Une militante des droits humains a estimé qu'il y avait des "zones d'ombre" dans la version du procureur et une députée a demandé l'ouverture d'une enquête sur son décès.
Chadi Habache est décédé samedi dans une prison du Caire à l'âge de 24 ans.
"La veille de sa mort", il avait "informé le médecin de service qu'il avait bu une certaine quantité d'alcool", a déclaré le procureur général dans un communiqué. Selon le médecin, Habache avait pris la bouteille d'alcool pour une bouteille d'eau.
Des produits désinfectants à base d'alcool ont été distribués aux détenus pour se protéger contre l'épidémie de Covid-19, selon la même source.
M. Habache s'est ensuite plaint de crampes d'estomac et le médecin lui a donné "des médicaments antiseptiques et antispasmodiques" avant qu'il ne soit renvoyé dans sa cellule, a ajouté le procureur.
Lorsque son état s'est détérioré, le médecin a décidé de le transférer dans un hôpital. Malgré des tentatives de le réanimer, M. Habache est mort avant son transfert, selon le procureur.
Selon le ministère public, le jeune homme avait été arrêté en mars 2018, accusé de "diffusion de fausses nouvelles" et d'"appartenance à une organisation illégale", après avoir réalisé le vidéoclip d'une chanson critiquant vertement le président Sissi.
Sur Twitter, l'avocate et militante des droits humains Mai el-Sadany estimé qu'il y avait de "nombreuses zones d'ombre dans l'histoire et dans les prétendus témoignages cités par le communiqué". Elle a déploré un "niveau inquiétant de négligence médicale".
Nadia Henry, membre du Parlement égyptien dont l'écrasante majorité est favorable au président Sissi, a demandé de son côté une enquête sur la mort de M. Habache.
Dans une rare démarche, elle a réclamé au Premier ministre, au ministre de l'Intérieur et au ministre de la Justice des éclaircissements sur les dernières heures du jeune homme.
"Sa santé physique et mentale s'est dégradée ces derniers mois à la suite des mesures prises en raison du coronavirus", a-t-elle écrit dans une requête au président du Parlement, dont une copie a été postée par ses comptes sur les réseaux sociaux.
Depuis début mars, en raison de la pandémie, les autorités ont suspendu les visites en prison et les audiences au parloir.
"Nous appelons à la libération de tous ceux qui sont malades en prison de façon à ce que cet incident ne se répète pas, ce qui entache la réputation de l'Egypte", a ajouté Mme Henry.
La France avait fait part lundi de sa "préoccupation" après l'annonce du décès de Habache, appelant l'Egypte au respect de ses "obligations" internationales sur les conditions de détention.
Environ 60.000 prisonniers politiques seraient détenus en Egypte, selon des organisations de défense des droits humains.
Il s'agit notamment de militants laïcs, de journalistes, d'avocats, d'universitaires et d'islamistes arrêtés dans le cadre d'une répression continue contre la dissidence depuis l'éviction du président islamiste Mohamed Morsi par l'armée en 2013.

────────────────

Consignes
- A) Recopiez le passage du texte fourni qui commence par « Nadia Henry, membre » et se poursuit jusqu'à « les réseaux sociaux. ».
- B) Répondez brièvement aux questions suivantes à l'aide du texte fourni.
(i) À quel âge Chadi Habache est-il décédé ?
(ii) Quand le jeune homme avait-il été arrêté ?
(iii) Combien de prisonniers politiques seraient détenus en Egypte selon des organisations de défense des droits humains ?

Lignes répertoriées
────────────────

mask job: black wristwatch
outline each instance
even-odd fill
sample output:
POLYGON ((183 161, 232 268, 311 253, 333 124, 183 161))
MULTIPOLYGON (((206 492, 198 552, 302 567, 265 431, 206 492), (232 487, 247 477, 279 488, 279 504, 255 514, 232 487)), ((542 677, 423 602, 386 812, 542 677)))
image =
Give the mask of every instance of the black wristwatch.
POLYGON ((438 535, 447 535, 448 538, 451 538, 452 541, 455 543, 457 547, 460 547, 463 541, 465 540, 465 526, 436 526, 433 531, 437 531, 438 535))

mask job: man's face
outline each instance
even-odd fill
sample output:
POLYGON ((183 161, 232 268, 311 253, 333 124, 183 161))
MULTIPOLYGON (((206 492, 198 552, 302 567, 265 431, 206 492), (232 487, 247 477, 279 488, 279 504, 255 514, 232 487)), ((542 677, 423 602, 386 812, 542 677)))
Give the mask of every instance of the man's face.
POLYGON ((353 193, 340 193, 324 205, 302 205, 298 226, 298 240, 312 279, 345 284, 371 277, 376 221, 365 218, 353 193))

────────────────

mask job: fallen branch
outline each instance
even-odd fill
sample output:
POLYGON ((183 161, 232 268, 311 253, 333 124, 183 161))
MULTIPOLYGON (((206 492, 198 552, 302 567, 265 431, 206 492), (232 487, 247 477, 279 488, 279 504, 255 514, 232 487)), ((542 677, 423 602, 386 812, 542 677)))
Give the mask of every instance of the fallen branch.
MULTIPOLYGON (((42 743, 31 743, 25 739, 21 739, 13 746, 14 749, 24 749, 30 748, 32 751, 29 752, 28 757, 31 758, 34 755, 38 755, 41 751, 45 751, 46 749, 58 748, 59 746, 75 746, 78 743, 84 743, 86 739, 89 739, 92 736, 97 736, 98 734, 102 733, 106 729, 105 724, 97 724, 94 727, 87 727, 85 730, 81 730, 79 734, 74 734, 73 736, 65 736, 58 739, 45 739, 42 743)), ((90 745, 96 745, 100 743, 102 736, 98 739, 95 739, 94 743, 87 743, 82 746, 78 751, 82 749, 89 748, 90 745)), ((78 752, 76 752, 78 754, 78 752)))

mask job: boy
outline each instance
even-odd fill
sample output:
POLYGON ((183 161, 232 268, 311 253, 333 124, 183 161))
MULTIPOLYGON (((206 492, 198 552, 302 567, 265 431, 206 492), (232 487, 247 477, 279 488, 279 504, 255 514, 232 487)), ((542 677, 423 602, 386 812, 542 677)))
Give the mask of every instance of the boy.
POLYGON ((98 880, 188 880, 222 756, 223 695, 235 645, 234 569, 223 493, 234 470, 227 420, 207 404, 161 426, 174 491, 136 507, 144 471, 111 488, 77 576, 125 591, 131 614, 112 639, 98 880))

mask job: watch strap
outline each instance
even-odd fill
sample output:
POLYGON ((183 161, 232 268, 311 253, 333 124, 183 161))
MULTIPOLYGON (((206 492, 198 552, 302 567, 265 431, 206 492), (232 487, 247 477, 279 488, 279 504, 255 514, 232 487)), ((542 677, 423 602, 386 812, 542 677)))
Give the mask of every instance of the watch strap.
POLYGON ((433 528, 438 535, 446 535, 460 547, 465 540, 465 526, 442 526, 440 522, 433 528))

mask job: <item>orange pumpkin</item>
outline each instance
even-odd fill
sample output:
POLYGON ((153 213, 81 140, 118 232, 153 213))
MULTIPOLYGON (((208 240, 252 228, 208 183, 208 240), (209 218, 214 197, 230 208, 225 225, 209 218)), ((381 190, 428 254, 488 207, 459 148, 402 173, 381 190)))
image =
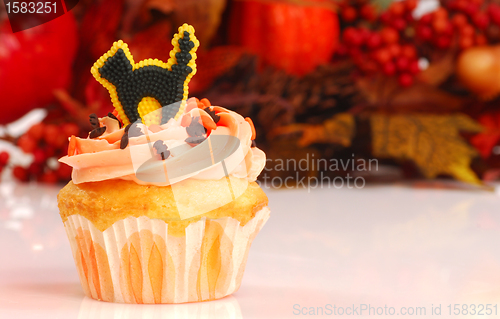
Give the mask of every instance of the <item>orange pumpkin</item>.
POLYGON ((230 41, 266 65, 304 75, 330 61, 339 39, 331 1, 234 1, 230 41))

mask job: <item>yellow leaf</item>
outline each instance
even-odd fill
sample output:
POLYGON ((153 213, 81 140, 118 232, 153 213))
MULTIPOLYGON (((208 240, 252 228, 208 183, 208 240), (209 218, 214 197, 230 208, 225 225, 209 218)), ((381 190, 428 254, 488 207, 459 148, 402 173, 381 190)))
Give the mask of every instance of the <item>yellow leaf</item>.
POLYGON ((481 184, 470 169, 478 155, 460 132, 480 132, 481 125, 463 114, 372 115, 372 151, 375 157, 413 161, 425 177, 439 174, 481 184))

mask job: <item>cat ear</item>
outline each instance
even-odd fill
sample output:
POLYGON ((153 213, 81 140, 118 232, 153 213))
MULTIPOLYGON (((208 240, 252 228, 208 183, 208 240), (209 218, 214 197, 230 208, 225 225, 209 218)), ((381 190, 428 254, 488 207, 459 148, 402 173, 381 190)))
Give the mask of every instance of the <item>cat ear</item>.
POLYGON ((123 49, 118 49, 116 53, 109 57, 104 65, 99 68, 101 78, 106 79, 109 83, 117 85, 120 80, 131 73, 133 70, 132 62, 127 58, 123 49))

────────────────

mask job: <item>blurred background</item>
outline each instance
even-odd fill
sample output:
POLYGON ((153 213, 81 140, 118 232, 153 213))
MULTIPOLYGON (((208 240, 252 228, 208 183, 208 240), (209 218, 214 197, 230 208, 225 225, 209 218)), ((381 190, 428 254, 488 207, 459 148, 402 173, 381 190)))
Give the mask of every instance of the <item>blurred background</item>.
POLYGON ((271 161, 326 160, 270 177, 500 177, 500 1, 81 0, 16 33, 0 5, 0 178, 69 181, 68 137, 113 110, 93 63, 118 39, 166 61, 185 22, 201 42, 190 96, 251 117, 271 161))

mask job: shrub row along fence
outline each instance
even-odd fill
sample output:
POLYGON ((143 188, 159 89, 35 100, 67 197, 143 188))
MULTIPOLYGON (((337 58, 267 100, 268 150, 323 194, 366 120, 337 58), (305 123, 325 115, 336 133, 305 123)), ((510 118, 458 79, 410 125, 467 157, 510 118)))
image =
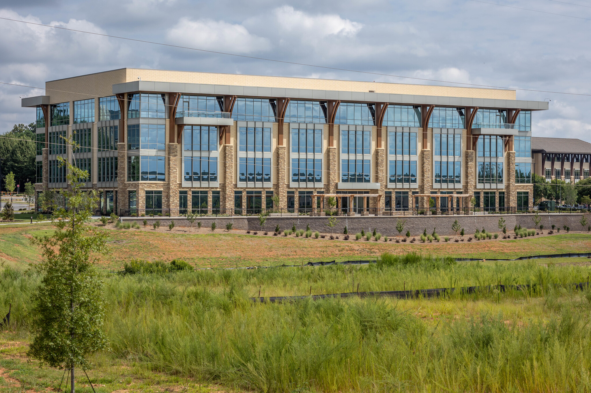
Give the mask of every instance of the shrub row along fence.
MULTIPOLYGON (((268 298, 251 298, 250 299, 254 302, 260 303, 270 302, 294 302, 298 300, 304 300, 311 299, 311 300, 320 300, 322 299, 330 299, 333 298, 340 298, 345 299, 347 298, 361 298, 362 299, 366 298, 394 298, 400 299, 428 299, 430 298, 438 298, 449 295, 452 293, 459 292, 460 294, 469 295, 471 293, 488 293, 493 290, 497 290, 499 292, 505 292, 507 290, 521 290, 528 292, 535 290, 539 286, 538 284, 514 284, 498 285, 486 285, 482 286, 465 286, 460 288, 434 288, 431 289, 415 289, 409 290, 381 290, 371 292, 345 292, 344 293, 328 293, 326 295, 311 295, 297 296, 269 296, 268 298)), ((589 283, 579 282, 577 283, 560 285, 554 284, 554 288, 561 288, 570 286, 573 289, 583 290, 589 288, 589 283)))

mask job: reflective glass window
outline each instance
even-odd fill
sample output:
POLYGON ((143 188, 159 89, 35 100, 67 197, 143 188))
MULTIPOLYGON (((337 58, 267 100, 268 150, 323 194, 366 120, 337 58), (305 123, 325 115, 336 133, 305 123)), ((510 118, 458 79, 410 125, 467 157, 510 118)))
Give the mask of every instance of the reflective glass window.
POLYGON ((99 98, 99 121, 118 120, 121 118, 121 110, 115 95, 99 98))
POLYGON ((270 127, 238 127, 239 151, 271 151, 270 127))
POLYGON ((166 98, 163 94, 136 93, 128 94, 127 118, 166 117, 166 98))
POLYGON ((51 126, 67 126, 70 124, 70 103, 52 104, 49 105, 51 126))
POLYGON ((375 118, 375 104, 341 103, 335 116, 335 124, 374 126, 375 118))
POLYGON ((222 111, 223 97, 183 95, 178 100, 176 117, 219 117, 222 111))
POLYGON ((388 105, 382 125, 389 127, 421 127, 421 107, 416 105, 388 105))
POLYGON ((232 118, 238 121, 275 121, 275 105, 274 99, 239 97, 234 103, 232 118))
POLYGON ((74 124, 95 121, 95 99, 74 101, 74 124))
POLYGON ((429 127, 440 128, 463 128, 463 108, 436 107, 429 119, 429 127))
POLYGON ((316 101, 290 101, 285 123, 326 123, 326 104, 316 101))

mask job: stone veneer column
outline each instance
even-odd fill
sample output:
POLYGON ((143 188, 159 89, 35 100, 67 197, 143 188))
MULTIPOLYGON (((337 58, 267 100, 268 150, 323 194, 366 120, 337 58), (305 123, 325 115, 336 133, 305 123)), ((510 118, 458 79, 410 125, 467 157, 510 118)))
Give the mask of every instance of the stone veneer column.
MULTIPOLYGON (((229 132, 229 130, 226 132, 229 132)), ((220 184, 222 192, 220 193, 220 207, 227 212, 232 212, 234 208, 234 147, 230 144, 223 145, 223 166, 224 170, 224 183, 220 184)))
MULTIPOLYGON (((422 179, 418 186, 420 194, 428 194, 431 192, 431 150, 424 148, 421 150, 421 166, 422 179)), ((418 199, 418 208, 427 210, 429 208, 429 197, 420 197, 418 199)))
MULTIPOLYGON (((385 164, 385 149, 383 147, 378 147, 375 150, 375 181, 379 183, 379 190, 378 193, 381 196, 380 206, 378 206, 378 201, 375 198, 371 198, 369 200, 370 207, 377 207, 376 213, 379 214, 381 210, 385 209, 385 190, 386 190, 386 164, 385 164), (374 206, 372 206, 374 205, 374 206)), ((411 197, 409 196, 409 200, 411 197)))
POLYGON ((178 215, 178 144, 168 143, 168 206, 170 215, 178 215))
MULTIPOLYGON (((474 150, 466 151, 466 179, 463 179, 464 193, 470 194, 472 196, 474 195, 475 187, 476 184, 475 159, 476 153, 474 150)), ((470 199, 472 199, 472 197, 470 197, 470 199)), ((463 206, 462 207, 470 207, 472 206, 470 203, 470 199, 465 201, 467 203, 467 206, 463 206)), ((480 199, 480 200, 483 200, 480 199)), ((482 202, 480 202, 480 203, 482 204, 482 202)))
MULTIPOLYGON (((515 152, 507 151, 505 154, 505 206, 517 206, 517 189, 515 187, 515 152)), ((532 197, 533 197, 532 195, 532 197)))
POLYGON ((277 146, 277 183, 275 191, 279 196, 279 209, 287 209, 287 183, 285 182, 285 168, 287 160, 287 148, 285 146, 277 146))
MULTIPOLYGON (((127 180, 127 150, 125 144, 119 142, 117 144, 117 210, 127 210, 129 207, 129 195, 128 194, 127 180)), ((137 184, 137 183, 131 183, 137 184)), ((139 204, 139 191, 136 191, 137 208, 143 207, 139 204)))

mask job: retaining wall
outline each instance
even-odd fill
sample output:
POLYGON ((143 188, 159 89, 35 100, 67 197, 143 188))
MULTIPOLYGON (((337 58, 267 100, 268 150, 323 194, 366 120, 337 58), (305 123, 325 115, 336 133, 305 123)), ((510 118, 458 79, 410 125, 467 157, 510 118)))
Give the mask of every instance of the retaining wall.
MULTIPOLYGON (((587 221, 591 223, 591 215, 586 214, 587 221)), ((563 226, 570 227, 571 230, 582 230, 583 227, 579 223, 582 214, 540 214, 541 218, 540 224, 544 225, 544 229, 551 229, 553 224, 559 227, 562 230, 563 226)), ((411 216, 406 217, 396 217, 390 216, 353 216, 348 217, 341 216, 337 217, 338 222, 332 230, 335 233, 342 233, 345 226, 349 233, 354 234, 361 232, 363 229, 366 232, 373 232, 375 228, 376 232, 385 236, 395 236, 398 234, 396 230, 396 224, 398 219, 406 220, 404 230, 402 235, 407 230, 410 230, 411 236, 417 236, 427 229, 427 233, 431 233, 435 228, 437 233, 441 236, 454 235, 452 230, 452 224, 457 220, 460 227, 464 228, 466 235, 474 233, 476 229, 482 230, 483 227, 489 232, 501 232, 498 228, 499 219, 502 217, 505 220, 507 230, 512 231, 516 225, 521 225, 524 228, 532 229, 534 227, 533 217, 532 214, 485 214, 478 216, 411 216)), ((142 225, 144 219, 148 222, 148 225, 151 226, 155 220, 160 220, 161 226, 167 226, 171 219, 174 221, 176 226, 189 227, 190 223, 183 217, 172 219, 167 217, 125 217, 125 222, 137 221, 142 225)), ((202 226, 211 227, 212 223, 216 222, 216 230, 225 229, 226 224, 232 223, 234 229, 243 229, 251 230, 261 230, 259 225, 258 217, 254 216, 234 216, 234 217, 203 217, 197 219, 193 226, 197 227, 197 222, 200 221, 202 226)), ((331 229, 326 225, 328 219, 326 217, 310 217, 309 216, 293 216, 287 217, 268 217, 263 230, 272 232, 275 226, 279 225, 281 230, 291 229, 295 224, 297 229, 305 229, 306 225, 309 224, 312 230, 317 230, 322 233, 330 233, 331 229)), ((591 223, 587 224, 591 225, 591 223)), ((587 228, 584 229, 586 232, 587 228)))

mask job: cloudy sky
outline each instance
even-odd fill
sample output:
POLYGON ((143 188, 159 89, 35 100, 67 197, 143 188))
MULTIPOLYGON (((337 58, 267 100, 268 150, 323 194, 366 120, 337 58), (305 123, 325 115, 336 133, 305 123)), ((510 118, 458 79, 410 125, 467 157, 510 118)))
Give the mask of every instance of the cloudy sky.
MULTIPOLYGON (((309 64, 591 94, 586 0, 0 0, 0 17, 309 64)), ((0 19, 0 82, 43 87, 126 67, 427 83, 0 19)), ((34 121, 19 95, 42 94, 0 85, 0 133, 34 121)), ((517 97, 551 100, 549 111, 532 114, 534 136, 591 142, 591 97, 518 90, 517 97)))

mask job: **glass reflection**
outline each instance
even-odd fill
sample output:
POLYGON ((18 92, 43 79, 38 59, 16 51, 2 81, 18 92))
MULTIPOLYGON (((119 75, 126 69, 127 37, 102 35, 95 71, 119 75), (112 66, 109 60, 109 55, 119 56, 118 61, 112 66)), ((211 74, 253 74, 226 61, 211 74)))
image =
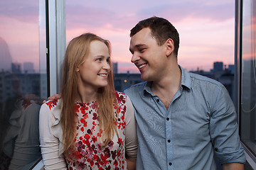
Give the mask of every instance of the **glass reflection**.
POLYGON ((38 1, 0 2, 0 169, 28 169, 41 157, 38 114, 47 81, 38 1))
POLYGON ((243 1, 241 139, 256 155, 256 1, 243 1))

────────────────

Réponses dans l'ordre
- A)
Nadia Henry, membre du Parlement égyptien dont l'écrasante majorité est favorable au président Sissi, a demandé de son côté une enquête sur la mort de M. Habache.
Dans une rare démarche, elle a réclamé au Premier ministre, au ministre de l'Intérieur et au ministre de la Justice des éclaircissements sur les dernières heures du jeune homme.
"Sa santé physique et mentale s'est dégradée ces derniers mois à la suite des mesures prises en raison du coronavirus", a-t-elle écrit dans une requête au président du Parlement, dont une copie a été postée par ses comptes sur les réseaux sociaux.

- B)
(i) À 24 ans.
(ii) En mars 2018.
(iii) Environ 60.000.